◆ Passage provided
-------------------------
Opinion by
The single, narrow issue presented by this appeal1 is whether a settlor may impose upon our courts the task of monitoring his wish that no person serve as an individual trustee of an irrevocable inter vivos charitable trust, if that person is married to a non-Protestant. We conclude that settlor’s partiality for the religious persuasion of the trustees’s spouses is irrelevant both to the competency of a trustee and to the proper administration of the trust, and is therefore unenforceable.
Horace C. Coleman (settlor) on December 26, 1935, created the Coleman Foundation, an irrevocable inter vivos trust. The net income of the Foundation was to be distributed by the trustees to charities. Settlor died in 1936.
Settlor designated as trustees his son, Horace C. Coleman, Jr.; his secretary, Eleanor Klernm; a friend, Rev. Jesse M. Corum, Jr.; and a corporate fiduciary.2 In 1955, Reverend Corum resigned and settlor’s other son, John M. Coleman, became a trustee.
Settlor also described who could become or remain a trustee. The provision engendering the instant controversy states: “No person shall be appointed a Trustee of this trust unless he, and his wife, if he is a married man, are both of the Protestant faith; should a *166person of the Protestant faith be appointed a Trustee and subsequently change his faith, or should he marry one who is not a Protestant, or should he marry one who is a Protestant and she subsequently change her faith, then he shall automatically resign his trusteeship.”
-------------------------
◆ Stored records
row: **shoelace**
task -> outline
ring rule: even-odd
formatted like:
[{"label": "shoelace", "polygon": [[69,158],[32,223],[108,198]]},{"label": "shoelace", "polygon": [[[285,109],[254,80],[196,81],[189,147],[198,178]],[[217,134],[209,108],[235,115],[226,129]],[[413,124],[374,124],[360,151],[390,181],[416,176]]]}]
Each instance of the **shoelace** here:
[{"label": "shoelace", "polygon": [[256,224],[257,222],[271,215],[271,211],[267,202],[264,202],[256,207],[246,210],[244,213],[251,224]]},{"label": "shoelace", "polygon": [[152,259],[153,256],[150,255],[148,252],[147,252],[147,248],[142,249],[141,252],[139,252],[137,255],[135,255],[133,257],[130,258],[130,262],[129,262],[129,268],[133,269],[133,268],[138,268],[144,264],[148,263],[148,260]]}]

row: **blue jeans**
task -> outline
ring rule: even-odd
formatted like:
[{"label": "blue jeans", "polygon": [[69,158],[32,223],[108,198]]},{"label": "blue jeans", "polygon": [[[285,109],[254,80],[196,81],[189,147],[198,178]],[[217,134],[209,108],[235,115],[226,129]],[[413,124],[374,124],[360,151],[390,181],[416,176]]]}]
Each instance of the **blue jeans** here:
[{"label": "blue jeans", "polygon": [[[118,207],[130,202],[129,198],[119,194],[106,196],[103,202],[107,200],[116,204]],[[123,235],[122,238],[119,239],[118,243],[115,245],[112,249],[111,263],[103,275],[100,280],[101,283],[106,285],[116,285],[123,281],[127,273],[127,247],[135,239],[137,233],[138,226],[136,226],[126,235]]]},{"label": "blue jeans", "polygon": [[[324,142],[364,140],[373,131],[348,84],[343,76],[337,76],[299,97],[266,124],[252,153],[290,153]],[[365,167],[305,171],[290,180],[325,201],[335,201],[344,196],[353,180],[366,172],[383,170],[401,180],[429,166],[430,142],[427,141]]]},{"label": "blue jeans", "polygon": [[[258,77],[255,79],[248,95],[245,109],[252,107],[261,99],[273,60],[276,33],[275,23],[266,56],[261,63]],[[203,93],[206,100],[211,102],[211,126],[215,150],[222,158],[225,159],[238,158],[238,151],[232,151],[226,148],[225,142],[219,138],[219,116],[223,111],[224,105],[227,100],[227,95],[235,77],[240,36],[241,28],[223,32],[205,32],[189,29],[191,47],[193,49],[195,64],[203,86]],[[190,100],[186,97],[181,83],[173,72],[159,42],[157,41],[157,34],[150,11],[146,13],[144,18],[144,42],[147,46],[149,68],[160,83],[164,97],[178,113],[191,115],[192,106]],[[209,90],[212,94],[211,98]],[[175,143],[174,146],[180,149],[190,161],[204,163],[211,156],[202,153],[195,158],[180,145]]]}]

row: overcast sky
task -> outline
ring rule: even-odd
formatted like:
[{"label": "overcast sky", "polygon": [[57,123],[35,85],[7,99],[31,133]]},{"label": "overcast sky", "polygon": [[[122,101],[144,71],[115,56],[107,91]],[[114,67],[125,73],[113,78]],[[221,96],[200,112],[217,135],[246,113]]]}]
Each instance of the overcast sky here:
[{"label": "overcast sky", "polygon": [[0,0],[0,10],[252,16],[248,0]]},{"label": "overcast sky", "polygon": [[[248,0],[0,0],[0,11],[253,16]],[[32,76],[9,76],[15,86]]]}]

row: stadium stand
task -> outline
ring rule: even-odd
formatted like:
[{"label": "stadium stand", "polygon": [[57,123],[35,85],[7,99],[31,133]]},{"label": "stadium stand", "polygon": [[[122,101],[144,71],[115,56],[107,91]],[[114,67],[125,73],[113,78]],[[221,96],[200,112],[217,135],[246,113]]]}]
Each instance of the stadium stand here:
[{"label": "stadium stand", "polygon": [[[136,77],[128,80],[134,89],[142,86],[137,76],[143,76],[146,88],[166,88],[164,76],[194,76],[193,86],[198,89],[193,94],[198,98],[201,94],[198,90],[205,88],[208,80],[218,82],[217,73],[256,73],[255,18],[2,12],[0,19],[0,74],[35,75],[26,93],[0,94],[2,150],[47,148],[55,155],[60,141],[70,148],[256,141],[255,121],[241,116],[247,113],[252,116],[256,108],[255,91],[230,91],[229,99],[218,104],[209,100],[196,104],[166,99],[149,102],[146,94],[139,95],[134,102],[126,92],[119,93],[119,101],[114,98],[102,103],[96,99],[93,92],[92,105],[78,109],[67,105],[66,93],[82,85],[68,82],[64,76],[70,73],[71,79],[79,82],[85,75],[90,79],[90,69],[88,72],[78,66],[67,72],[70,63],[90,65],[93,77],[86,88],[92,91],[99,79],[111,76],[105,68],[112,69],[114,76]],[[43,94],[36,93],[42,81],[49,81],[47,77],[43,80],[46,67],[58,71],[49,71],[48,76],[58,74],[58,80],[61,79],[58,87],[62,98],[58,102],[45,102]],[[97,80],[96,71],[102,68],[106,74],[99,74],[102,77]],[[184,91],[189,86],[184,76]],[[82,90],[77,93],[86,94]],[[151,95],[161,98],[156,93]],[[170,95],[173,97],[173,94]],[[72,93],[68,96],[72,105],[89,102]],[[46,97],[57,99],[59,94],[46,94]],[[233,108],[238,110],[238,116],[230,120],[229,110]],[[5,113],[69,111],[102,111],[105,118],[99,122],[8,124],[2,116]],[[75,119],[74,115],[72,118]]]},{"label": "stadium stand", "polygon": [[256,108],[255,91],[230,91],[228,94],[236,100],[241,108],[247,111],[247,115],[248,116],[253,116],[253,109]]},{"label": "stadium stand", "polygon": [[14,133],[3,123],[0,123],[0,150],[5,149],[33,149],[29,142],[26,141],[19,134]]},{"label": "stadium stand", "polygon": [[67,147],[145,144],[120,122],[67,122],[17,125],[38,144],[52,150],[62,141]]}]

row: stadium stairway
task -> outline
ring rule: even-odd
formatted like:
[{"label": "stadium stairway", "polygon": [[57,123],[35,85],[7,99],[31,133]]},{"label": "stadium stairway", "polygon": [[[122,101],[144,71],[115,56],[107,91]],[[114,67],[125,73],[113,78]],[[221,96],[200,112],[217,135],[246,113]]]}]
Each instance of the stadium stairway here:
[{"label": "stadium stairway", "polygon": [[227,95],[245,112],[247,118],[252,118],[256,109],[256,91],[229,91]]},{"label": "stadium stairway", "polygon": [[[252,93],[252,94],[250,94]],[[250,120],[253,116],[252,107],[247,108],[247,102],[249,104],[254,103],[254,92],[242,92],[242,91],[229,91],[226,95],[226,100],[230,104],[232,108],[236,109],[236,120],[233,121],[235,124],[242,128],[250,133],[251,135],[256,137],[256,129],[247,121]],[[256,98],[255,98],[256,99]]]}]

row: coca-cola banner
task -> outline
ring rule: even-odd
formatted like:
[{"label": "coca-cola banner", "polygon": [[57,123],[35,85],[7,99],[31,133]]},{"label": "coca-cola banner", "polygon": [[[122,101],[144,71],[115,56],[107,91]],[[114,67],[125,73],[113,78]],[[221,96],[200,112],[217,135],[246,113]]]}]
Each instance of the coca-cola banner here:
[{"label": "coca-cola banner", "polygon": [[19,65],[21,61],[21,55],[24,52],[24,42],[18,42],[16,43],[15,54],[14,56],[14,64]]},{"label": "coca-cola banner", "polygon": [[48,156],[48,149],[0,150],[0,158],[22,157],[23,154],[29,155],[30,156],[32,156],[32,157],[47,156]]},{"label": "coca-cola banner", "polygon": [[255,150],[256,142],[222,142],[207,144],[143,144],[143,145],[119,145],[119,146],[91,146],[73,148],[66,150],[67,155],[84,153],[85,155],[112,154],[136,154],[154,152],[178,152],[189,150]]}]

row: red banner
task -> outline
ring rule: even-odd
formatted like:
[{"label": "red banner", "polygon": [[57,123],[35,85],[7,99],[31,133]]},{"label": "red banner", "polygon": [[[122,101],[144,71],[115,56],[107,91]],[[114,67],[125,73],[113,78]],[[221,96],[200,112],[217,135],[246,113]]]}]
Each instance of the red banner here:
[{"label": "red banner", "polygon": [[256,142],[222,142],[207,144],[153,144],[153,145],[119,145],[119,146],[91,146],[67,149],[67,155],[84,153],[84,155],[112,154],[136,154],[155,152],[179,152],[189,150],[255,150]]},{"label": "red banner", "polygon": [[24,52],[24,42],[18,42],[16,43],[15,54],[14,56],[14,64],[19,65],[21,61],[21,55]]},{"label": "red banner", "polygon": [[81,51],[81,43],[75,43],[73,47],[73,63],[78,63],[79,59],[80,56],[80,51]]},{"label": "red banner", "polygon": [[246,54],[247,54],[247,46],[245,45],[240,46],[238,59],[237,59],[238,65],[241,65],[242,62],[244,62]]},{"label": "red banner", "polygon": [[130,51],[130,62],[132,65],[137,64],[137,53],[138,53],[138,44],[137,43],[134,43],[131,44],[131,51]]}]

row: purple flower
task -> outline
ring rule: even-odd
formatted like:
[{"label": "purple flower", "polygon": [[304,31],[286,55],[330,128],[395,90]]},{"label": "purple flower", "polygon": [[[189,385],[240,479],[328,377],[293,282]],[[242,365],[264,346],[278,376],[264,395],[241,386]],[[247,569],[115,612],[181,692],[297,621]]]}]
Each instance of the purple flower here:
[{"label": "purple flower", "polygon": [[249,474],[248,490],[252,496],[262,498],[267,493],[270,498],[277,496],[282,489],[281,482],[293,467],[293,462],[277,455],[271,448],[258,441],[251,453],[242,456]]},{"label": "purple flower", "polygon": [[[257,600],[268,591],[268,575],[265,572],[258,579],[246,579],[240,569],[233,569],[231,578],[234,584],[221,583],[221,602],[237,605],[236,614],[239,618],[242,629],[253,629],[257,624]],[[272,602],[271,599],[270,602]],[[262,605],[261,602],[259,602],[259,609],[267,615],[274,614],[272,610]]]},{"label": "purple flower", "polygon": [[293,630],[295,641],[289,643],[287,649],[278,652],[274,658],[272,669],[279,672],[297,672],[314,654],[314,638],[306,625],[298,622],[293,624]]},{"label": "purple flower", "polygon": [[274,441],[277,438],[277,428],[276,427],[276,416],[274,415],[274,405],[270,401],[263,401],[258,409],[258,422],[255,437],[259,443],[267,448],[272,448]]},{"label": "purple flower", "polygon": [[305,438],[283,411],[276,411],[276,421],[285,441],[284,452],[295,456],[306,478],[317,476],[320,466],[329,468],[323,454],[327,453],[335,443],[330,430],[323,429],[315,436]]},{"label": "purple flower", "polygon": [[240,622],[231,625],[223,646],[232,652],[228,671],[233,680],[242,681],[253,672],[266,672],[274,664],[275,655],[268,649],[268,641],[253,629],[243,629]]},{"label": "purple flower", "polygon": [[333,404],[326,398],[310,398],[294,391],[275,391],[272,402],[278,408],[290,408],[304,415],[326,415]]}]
-------------------------
◆ Exercise description
Reproduce the part of the trust opinion starting at "Horace C. Coleman (settlor)" and ending at "died in 1936.". The rows are separate material and have nothing to do with the opinion.

◆ Solution for this task
Horace C. Coleman (settlor) on December 26, 1935, created the Coleman Foundation, an irrevocable inter vivos trust. The net income of the Foundation was to be distributed by the trustees to charities. Settlor died in 1936.